== Data shown ==

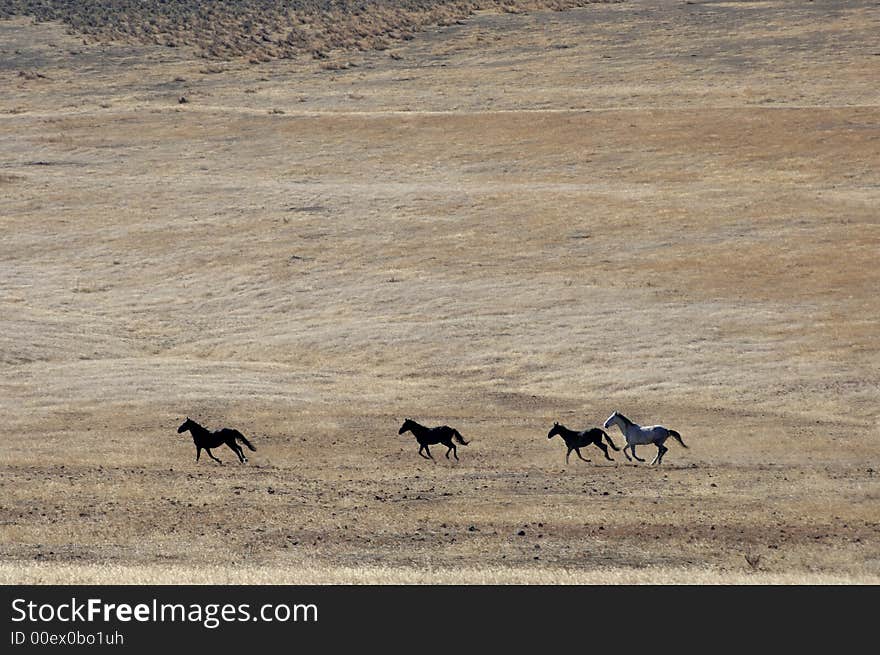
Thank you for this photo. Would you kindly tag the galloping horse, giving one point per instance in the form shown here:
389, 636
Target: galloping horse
577, 440
427, 436
636, 435
204, 438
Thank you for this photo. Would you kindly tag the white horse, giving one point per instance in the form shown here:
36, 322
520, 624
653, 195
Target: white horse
636, 435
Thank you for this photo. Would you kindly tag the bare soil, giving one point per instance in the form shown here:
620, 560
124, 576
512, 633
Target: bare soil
663, 208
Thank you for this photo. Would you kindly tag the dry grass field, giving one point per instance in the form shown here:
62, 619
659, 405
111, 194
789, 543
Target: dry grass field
666, 208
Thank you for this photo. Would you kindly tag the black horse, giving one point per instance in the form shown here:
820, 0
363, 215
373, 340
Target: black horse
204, 438
577, 440
428, 436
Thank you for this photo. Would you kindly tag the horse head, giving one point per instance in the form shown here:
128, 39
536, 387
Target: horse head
611, 419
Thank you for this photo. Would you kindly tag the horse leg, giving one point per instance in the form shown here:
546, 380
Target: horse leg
661, 450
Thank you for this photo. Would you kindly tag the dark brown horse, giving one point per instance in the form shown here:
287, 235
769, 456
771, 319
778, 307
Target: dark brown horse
577, 440
427, 436
204, 438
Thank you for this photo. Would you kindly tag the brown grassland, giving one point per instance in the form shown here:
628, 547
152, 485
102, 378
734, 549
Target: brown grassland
662, 207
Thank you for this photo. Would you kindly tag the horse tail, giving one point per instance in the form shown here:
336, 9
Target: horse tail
677, 437
610, 443
241, 438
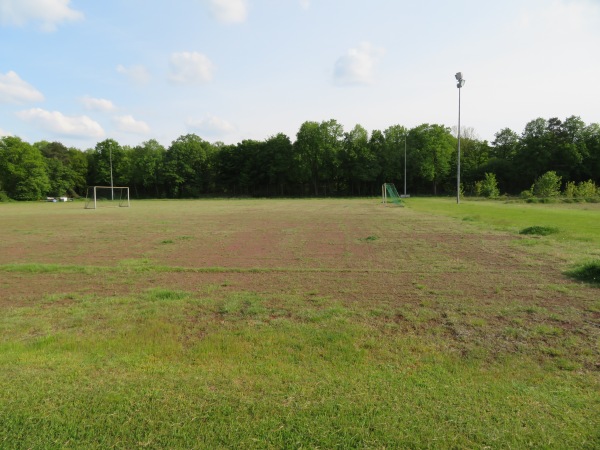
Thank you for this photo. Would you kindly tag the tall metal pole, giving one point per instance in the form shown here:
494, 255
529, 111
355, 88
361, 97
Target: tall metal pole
460, 84
112, 191
458, 161
405, 165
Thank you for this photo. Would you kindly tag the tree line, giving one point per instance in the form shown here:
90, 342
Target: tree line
323, 160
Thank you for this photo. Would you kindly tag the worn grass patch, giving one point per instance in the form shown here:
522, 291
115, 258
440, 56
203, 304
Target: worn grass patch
280, 324
587, 272
539, 230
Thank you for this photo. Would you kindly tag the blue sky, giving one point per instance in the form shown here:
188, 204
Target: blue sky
81, 71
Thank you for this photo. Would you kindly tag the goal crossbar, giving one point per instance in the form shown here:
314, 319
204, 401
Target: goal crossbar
118, 195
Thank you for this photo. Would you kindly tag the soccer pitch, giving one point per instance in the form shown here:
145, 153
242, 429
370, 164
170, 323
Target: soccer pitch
331, 323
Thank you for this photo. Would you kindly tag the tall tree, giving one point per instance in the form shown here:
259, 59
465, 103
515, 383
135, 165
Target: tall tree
23, 173
67, 168
432, 147
107, 162
317, 146
393, 161
187, 164
147, 167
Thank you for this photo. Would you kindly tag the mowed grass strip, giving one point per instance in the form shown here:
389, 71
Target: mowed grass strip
400, 358
167, 369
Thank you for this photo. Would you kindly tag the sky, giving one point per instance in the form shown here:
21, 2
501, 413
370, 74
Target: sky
81, 71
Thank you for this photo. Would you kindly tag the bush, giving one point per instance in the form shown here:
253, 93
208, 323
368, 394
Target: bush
527, 194
547, 185
539, 230
570, 189
487, 187
586, 189
589, 272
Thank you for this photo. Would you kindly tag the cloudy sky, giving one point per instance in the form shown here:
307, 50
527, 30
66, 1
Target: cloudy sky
81, 71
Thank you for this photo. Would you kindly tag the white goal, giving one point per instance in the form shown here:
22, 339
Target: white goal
98, 196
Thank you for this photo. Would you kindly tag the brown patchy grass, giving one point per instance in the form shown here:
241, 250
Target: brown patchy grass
399, 269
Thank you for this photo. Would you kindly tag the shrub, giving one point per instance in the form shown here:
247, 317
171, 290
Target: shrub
547, 185
487, 187
586, 189
539, 230
570, 189
588, 272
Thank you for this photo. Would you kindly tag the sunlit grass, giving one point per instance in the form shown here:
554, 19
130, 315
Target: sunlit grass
417, 342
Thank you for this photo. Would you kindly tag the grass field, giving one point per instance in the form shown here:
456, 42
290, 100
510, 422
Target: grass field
298, 324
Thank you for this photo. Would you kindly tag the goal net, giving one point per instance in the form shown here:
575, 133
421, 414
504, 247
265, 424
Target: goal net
390, 193
99, 196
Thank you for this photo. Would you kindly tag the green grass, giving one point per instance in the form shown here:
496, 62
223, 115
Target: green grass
588, 272
378, 328
539, 230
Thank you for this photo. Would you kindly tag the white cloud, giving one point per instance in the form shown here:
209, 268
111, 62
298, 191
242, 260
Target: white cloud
138, 74
191, 68
129, 125
97, 104
14, 90
56, 122
49, 13
211, 125
229, 11
357, 65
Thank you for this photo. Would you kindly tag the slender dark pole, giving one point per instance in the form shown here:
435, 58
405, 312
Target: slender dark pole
112, 190
405, 165
458, 161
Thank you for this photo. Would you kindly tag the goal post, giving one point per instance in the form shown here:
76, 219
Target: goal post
390, 193
98, 196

== What is required ==
Without the pictures, repeat every line of the material above exactly.

== Response area ==
Thank you for this photo. Would you kindly tag the galloping horse, giving one point per instance in the form shown here:
389, 636
Target: galloping horse
577, 440
427, 436
636, 435
204, 438
Thank you for this photo. Would you kindly tag the white horse, giving one point per instance in the form shown here:
36, 322
520, 624
653, 195
Target: white horse
636, 435
Thank you for this photo. Would you kindly tag the bare soil, giving one point per instance in the form shown here:
620, 560
124, 576
512, 633
Target: bare soil
663, 208
Thank you for this photo. Would you kindly tag the dry grass field, giving one point per instance in the form shown here:
62, 619
659, 405
111, 194
789, 543
Target: dry grass field
666, 208
Thank you for this photo. Would you kindly tag the black horse, giving one point per instance in the form shown here:
820, 0
363, 215
373, 340
Target: black horse
204, 438
577, 440
428, 436
Thank you for this photo. Would you kindly tag the horse head, giving one point per instance in the form shown here:
128, 39
536, 387
Target: horse head
611, 419
Thank you for this photo. Would you kindly tag the horse leg, giving one point per instance in the form shown here:
546, 380
Target: horse leg
661, 450
Thank you for this photo. Would you kindly tag the dark brown horse, giving one point per instance in the form shown here:
287, 235
769, 456
771, 319
778, 307
Target: dark brown horse
577, 440
427, 436
204, 438
Thank you for this photo. Would you kindly tag the brown grassland, giving one point per instance in the form shown here:
628, 547
152, 485
102, 378
734, 549
Target: brown grassland
662, 207
Thank you for this photo. Would you kindly tag the horse tail, giving one point per instance in the form shown here:
336, 9
Target: horse tail
677, 437
610, 443
241, 438
Thank you for this photo. Would you kindly tag the tall metal pole, giving one point per instance in the form shown here:
494, 255
529, 111
355, 88
361, 97
Target: tall metal pole
460, 84
112, 191
458, 161
405, 165
Thank you for this photo. Would you kindly tag the tree line, giving one point per instance in the form shown here:
90, 342
Target: tree line
323, 160
Thank you for this photo. Would you kindly tag the worn grass patch, giving one point per instance in the form shown here:
522, 291
115, 258
440, 56
203, 304
Target: worn grass patch
280, 324
587, 272
539, 230
Thank you for this photo. Would you kindly tag the blue sky, giving one point per instance in the form shown here:
188, 204
Target: blue sky
81, 71
Thank you for this photo. Would you kindly tag the goal crossbar, giving one point per instance in the form shown here:
314, 319
204, 401
Target: goal crossbar
118, 195
Thank you for this photo. Would you kindly tag the soccer pitch, giving one point per instance in the form shown here:
145, 153
242, 429
370, 164
170, 323
Target: soccer pitch
331, 323
Thank you for this photo. Would you kindly tag the tall tree, giving one point per instance in the form shown here:
259, 59
465, 103
515, 383
135, 165
Target: tall tree
23, 173
67, 168
432, 147
107, 162
317, 146
393, 161
187, 164
147, 167
Thank you for this photo. Would you kindly tag the mowed grass strip, giving one point per instance in the form shown here:
389, 71
Target: mowed grass strip
400, 358
167, 369
Thank you for this photo. Would you kindly tag the sky, giving one point per instance in the form shown here:
21, 2
501, 413
370, 74
Target: sky
81, 71
Thank you for this photo. Would you kindly tag the bush, giving one point per instance in the form shown here:
253, 93
208, 323
368, 394
Target: bush
527, 194
547, 185
539, 230
570, 189
487, 187
586, 189
589, 272
Thank you for this photo. Would you kindly tag the cloudy sky, giving one point per instance in the form shown here:
307, 50
527, 30
66, 1
Target: cloudy sky
81, 71
Thank you for this photo. Would you kindly tag the white goal, giving one point per instance in the form shown here:
22, 339
Target: white goal
98, 196
Thank you for this photo. Would you kindly tag the brown patchy grass, giving one point per instance in the form shown here:
241, 250
Target: brown patchy grass
399, 269
Thank you for this photo. Would you kindly tag the shrub, giving one point per instance in the form shown here:
247, 317
171, 290
Target: shrub
547, 185
487, 187
586, 189
539, 230
570, 189
588, 272
Thank you for this photo. Would you kindly tag the sunlit grass, giving one point per instance in the form shown here:
554, 19
130, 315
Target: sunlit grass
417, 342
Thank you for this photo. Would you kindly tag the grass field, giving one point per instance in the form shown here:
456, 42
290, 100
510, 422
Target: grass field
298, 324
Thank you for this photo. Would you kindly tag the goal net, giving one point per instance in the form shown here:
575, 133
421, 414
504, 247
265, 424
Target: goal net
390, 193
99, 196
Thank you for this photo. Would you kindly tag the green grass, giving one point per instance in the form shown here:
496, 62
223, 115
Target: green grass
588, 272
378, 328
539, 230
Thank you for this photo. Would you kindly tag the white cloud, giving one point per instance in the form shown here:
209, 268
111, 62
298, 191
242, 260
Target: white cloud
138, 74
191, 68
129, 125
97, 104
14, 90
56, 122
49, 13
211, 125
229, 11
357, 65
Thank you for this photo. Would you kindly tag the slender dark pole, giving one point per instance in the form shown here:
435, 58
405, 312
Target: slender dark pole
112, 190
405, 165
458, 161
Thank you for this photo. Would you kindly tag the goal post, giving one point per instance in the form shown here:
76, 219
Target: goal post
390, 193
98, 196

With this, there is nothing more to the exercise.